## begin Selected passage

Consumers should avoid taking out savings accounts such as fixed rate bonds with particularly long return periods in the aftermath of the global economic downturn, an expert has said.

In the wake of the recession, the general mood among investors has been characterised by widespread risk-aversion as people look to play it safe with their money by storing it in products like ISAs with guarantees of returns over lengthy periods.

However, according to Jason Butler, partner at Bloomsbury Financial Planning, it is not a good idea to take out savings for anything longer than six months "unless you really need to know the return".

Research published last week (June 22nd) by F&C Investments showed that while the majority of Britons recognise the fact that stashing cash for the future is a good idea in the present economic climate, many are being hampered in their objectives by their attitude towards risk.

For instance, 30 per cent of respondents indicated the primary attraction to saving for them is complete capital security, meaning that some 70 per cent have pretty much dismissed any equity investment from the outset.

Meanwhile, 40 per cent pursue a strong rate of interest, with 45 per cent stating that the riskiest level of investment they hold is cash on a deposit.

With these figures in mind, Mr Butler noted: "If you can't lock it [the money] up for ten years then you can't take the risk with it."

He went on to urge individuals to avoid locking up their funds for too long if at all possible, because it is likely they will be "worse off" eventually when rates attached to their product go up, meaning they will be stuck with an account offering no significant return.

Furthermore, the expert advised consumers to also look out for notice periods and transfer penalties on their packages.

## end Selected passage

→ What is required
Reproduce word for word everything in the savings article from "However, according to" down to "on a deposit.". The records that come next are independent material and have no connection to the savings article.

## begin Stored data

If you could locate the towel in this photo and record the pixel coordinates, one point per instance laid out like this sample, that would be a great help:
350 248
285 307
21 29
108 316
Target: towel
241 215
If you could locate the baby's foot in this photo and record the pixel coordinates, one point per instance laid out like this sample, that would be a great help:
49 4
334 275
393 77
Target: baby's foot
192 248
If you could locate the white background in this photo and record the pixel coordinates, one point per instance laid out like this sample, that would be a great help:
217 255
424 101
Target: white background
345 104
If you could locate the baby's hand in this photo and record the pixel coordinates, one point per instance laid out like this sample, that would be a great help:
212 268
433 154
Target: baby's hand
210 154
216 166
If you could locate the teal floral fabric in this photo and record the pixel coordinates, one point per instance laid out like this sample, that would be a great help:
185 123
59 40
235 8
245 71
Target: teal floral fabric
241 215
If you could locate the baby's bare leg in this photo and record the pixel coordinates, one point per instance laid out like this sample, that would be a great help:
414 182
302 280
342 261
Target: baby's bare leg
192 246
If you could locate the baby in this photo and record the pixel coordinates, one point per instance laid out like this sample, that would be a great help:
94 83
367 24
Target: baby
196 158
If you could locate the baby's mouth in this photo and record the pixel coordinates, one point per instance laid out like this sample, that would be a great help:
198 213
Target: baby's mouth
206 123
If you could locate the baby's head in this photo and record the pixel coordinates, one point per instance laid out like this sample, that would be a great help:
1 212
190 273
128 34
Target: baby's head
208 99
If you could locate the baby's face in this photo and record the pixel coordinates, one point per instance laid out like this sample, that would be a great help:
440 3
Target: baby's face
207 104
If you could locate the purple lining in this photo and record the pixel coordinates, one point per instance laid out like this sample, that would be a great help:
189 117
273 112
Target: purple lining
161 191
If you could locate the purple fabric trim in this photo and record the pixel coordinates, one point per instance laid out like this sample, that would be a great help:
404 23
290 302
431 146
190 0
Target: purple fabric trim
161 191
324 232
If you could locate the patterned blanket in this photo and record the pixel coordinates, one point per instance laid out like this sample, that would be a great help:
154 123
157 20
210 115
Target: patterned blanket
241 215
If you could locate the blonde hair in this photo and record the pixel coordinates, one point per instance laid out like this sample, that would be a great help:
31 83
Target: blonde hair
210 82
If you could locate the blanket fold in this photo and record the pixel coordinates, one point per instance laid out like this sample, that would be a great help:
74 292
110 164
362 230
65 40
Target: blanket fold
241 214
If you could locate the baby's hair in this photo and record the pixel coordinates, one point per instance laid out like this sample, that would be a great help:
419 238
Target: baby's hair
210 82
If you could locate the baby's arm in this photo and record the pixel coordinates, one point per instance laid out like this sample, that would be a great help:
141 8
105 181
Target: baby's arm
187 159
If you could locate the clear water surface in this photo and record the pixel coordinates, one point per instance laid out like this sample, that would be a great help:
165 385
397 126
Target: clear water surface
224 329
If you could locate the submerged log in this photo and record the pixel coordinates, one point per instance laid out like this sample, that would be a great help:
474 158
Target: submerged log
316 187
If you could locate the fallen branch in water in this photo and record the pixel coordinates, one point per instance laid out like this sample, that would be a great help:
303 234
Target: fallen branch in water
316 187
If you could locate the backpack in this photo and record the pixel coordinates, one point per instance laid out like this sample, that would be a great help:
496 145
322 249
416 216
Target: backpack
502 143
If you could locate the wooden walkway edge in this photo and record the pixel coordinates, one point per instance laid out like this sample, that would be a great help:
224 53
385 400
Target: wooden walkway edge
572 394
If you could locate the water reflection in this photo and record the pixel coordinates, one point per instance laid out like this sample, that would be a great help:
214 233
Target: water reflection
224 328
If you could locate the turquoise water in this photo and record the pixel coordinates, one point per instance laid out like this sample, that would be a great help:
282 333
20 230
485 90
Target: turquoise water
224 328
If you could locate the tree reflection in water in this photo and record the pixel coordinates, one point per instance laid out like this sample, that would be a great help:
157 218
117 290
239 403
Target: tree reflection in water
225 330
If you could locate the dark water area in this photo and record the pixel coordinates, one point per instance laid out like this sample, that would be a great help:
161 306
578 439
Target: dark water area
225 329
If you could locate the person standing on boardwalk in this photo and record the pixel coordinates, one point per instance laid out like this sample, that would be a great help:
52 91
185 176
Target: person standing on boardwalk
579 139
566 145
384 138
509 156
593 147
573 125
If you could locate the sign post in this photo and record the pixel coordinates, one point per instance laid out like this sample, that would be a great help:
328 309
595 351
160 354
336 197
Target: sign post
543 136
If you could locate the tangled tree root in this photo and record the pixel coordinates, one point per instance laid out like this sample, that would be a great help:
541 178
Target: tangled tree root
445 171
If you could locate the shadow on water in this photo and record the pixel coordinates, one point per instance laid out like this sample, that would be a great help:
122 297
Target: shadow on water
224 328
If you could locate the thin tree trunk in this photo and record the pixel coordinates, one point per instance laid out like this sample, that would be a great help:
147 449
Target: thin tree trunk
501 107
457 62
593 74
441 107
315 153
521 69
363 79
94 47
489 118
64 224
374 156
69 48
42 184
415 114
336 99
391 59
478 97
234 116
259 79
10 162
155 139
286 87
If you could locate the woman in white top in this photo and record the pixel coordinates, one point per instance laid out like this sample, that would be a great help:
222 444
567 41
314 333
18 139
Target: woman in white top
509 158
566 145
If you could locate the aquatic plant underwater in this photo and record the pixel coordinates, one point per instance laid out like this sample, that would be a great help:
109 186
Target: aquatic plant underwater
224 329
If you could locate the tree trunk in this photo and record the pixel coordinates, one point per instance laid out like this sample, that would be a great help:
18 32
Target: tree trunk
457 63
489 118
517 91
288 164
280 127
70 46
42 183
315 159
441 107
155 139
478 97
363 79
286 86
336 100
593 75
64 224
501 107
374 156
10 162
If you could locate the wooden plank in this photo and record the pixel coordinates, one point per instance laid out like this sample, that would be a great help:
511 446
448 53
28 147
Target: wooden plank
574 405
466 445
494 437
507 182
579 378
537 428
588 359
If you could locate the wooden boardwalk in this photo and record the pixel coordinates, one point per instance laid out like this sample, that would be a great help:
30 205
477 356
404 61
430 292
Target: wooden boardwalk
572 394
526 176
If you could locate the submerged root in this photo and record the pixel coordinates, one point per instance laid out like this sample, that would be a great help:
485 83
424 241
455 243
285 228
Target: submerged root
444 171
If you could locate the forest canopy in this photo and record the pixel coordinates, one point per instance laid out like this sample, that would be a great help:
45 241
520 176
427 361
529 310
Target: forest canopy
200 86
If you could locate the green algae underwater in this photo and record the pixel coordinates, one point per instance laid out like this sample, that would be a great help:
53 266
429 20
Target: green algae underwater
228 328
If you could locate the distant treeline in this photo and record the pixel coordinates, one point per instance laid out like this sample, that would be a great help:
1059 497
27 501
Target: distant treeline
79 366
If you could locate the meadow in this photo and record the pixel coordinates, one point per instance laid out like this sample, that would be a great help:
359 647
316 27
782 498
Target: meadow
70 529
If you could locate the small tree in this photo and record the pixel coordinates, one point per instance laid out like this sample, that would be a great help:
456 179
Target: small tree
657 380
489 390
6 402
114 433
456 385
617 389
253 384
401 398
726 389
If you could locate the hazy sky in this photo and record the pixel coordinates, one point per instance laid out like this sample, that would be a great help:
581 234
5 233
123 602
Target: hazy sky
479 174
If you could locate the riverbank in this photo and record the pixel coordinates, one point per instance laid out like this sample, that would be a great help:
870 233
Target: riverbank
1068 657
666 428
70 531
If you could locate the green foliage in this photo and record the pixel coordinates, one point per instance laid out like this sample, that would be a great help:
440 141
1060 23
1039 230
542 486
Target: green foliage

## end Stored data

→ Output of the task
However, according to Jason Butler, partner at Bloomsbury Financial Planning, it is not a good idea to take out savings for anything longer than six months "unless you really need to know the return".

Research published last week (June 22nd) by F&C Investments showed that while the majority of Britons recognise the fact that stashing cash for the future is a good idea in the present economic climate, many are being hampered in their objectives by their attitude towards risk.

For instance, 30 per cent of respondents indicated the primary attraction to saving for them is complete capital security, meaning that some 70 per cent have pretty much dismissed any equity investment from the outset.

Meanwhile, 40 per cent pursue a strong rate of interest, with 45 per cent stating that the riskiest level of investment they hold is cash on a deposit.